### WORK TO DO
**A.** Change "racial terror" to "racial violence" and write out the lynching passage from "A hundred years" to "was a cornerstone." with that swap made.
**B.** Answer these from the lynching passage:
(i) Who is lynching named after?
(ii) What rough estimate does the NAACP give for known lynching victims between 1882 and 1968?
(iii) Which group accused the Philippines police force of generating a "kill list"?

### PROVIDED PASSAGE
* Begin *

But Bachchan’s remarks are not about the reality of rape or about gender inequality. It is about the country’s justice system.
The legal definition of lynching in the United States has been recognised as when three or more persons, one which constitutes a mob, put someone to death extra-legally and without court sanction. Lynching began during the American revolutionary war, and it's named after Charles Lynch whose brother went on to establish the city of Lynchburg in the state of Virginia. Early lynching was sanctioned at a time when there were not many courts and it was difficult to get to them. Further trial would entail time, trouble, and expense. Therefore, as tradition has it, Lynch conducted trials at his home where the accused was brought face-to-face with his accuser. If found guilty, the accused would either be hanged or burned and their bodies dismembered.
A hundred years after Charles Lynch, between the period of 1870 until 1950s, lynching took a new form of vigilantism but this time it became a popular way to punish African Americans who were at first trying to escape slavery and then as a direct form of oppression and intimidation. This period ushered in a widespread campaign of racial terror against newly freed black slaves, of which lynching was a cornerstone.
Most often accused of sexual assault or murders, these men and women were subjected to public hangings where townsfolk would gather to watch the show and cheer and in some instances were allowed to keep body parts as macabre trophies and souvenirs. The exact numbers of how many African Americans were lynched during this period is unknown since many lynching were never documented; the National Association of Advancement of Colored People or NAACP gives a rough estimate of 4,743, between 1882-1968, of known lynching victims.
More recently, police and military forces in Philippines, Colombia, Nicaragua and Mexico have been accused of drug related extra judicial killings and lynching. Human Rights Watch has accused Philippines police force of generating a “kill list” where accused—or even suspected—drug users and dealers are routinely murdered. The president of Philippines, Rodrigo Duterte, has gone on record to say that the government would not punish members of public who will kill a drug dealer or an addict. According to Human Rights Watch this policy has been devastating where men and women have been gunned down in the streets, left gagged and bound in pools of their own blood, with crudely drawn signs left at the scenes declaring them “pushers.”

* End *

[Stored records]

* Begin *

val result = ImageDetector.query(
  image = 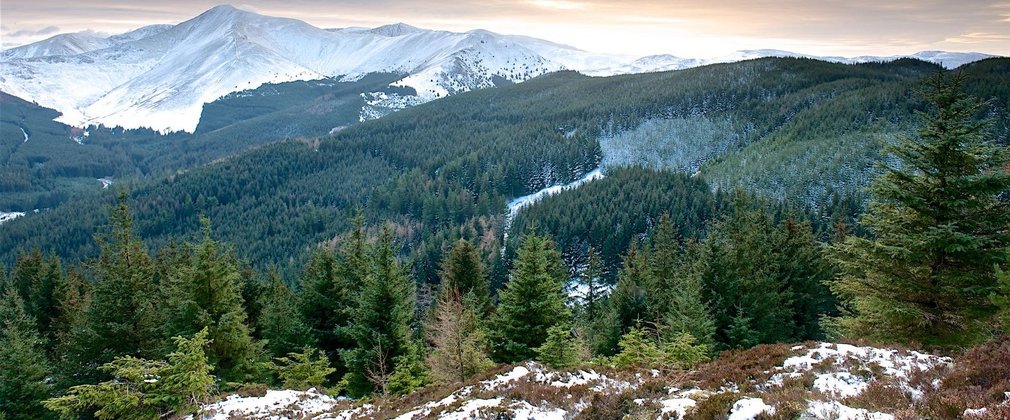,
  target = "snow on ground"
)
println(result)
[190,389,338,420]
[766,343,952,398]
[0,211,24,224]
[192,343,957,420]
[807,401,894,420]
[729,398,775,420]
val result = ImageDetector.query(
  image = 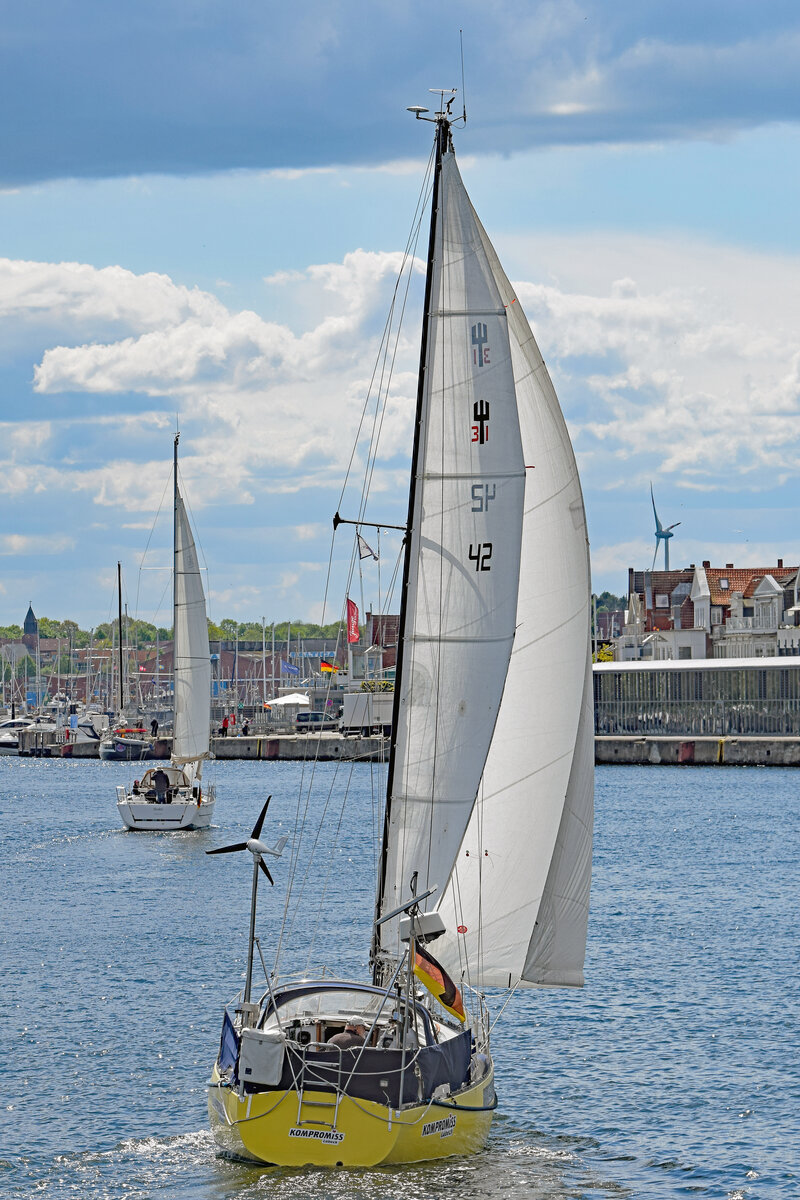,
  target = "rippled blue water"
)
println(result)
[0,758,800,1200]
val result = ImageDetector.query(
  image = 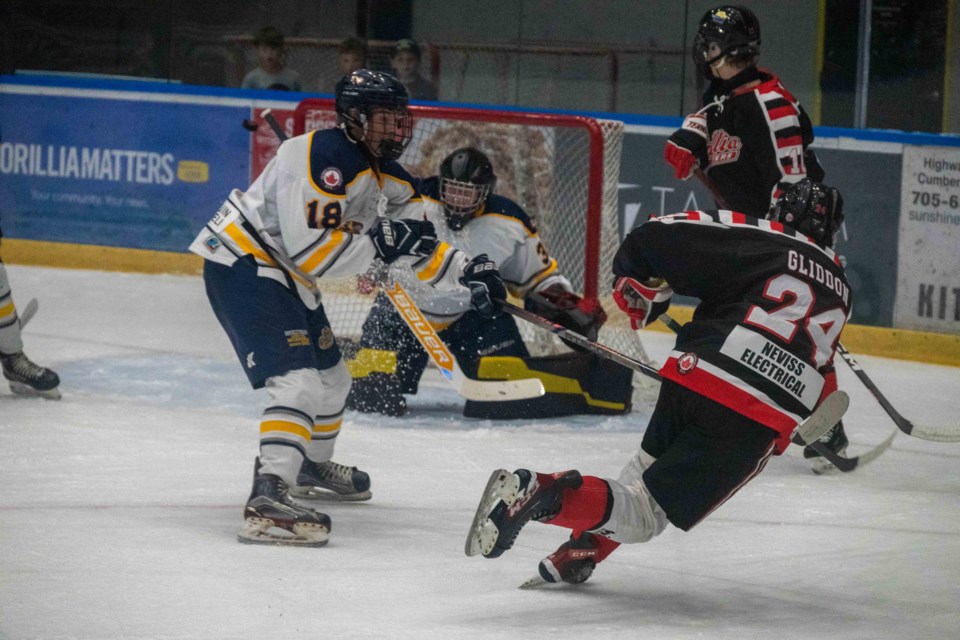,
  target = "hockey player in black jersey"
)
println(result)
[664,5,847,473]
[466,179,851,583]
[347,147,632,419]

* End *

### PROBLEM SOLUTIONS
**A.**
A hundred years after Charles Lynch, between the period of 1870 until 1950s, lynching took a new form of vigilantism but this time it became a popular way to punish African Americans who were at first trying to escape slavery and then as a direct form of oppression and intimidation. This period ushered in a widespread campaign of racial violence against newly freed black slaves, of which lynching was a cornerstone.

**B.**
(i) Charles Lynch
(ii) 4,743
(iii) Human Rights Watch